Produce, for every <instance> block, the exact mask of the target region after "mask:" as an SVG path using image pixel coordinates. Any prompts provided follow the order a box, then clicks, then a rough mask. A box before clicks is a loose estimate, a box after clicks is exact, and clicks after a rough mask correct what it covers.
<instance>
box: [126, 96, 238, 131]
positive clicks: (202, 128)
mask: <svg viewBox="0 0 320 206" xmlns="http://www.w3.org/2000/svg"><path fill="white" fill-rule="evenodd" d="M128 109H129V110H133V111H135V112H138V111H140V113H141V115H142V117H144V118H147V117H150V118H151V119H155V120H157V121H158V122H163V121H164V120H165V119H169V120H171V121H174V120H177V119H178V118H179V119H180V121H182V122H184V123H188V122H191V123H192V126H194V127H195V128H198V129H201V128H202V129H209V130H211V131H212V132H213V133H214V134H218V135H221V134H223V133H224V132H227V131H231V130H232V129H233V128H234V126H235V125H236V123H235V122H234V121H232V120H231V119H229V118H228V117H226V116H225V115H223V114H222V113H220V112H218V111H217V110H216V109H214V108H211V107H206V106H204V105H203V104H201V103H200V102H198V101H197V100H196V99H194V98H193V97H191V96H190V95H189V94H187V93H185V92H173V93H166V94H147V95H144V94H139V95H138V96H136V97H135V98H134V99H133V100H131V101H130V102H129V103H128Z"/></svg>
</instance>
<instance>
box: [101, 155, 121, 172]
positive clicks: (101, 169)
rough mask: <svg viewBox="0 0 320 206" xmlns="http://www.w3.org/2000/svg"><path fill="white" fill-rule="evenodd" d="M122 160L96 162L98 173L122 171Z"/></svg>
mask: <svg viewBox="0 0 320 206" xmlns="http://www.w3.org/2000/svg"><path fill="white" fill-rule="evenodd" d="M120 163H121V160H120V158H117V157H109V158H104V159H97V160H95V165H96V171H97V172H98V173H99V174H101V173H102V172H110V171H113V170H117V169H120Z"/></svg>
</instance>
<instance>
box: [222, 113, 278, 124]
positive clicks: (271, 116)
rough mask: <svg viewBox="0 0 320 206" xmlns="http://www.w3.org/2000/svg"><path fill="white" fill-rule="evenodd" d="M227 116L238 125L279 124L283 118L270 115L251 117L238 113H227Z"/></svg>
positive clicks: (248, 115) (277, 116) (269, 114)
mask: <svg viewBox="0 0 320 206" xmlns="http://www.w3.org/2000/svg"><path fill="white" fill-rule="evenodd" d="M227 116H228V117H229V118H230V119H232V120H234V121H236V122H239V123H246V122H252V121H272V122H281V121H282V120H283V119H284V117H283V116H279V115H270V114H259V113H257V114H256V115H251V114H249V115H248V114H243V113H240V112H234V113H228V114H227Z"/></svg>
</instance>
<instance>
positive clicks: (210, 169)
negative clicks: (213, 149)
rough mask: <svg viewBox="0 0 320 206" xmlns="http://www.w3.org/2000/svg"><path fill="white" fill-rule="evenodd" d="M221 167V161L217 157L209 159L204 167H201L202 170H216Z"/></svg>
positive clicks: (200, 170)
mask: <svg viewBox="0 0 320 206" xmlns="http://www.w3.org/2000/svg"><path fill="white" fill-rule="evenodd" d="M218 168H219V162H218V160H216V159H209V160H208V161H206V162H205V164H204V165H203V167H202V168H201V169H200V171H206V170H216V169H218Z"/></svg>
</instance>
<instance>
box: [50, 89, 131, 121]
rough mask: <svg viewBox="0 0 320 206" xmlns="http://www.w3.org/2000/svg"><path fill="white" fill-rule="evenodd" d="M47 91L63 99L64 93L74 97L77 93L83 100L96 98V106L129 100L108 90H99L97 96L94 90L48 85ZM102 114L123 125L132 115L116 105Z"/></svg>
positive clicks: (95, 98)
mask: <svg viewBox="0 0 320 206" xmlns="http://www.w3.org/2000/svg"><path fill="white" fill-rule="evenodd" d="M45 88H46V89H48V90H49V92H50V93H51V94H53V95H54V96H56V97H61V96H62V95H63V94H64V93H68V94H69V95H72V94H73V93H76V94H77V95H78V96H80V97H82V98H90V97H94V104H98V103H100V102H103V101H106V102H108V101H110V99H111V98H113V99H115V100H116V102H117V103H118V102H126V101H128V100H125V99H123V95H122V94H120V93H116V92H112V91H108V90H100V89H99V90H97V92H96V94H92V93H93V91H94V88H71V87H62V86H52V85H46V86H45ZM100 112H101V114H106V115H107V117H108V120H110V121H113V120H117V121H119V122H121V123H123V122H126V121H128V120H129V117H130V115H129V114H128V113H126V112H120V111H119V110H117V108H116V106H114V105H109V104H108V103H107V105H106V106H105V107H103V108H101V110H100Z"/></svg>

------------------------------------------------------------

▶ _Description of the task_: Scan the entries above for the line containing "160L96 162L98 173L122", and copy it and all lines after it exactly, down to and including the line containing "negative clicks: (213, 149)".

▶ _Answer_:
rough mask: <svg viewBox="0 0 320 206" xmlns="http://www.w3.org/2000/svg"><path fill="white" fill-rule="evenodd" d="M122 160L96 162L98 173L122 171Z"/></svg>
mask: <svg viewBox="0 0 320 206" xmlns="http://www.w3.org/2000/svg"><path fill="white" fill-rule="evenodd" d="M120 163H121V160H120V158H117V157H109V158H104V159H97V160H95V165H96V171H97V172H98V173H99V174H101V173H102V172H110V171H113V170H117V169H120Z"/></svg>
</instance>
<instance>
box: [222, 113, 278, 124]
positive clicks: (271, 116)
rough mask: <svg viewBox="0 0 320 206" xmlns="http://www.w3.org/2000/svg"><path fill="white" fill-rule="evenodd" d="M227 116L238 125L279 124L283 118L270 115L251 117L238 113H227Z"/></svg>
positive clicks: (248, 115) (277, 116) (269, 114)
mask: <svg viewBox="0 0 320 206" xmlns="http://www.w3.org/2000/svg"><path fill="white" fill-rule="evenodd" d="M227 116H228V117H229V118H230V119H232V120H234V121H236V122H239V123H246V122H252V121H272V122H281V121H282V120H283V119H284V117H283V116H279V115H270V114H259V113H257V114H256V115H251V114H249V115H248V114H243V113H240V112H234V113H228V114H227Z"/></svg>
</instance>
<instance>
positive clicks: (210, 169)
negative clicks: (213, 149)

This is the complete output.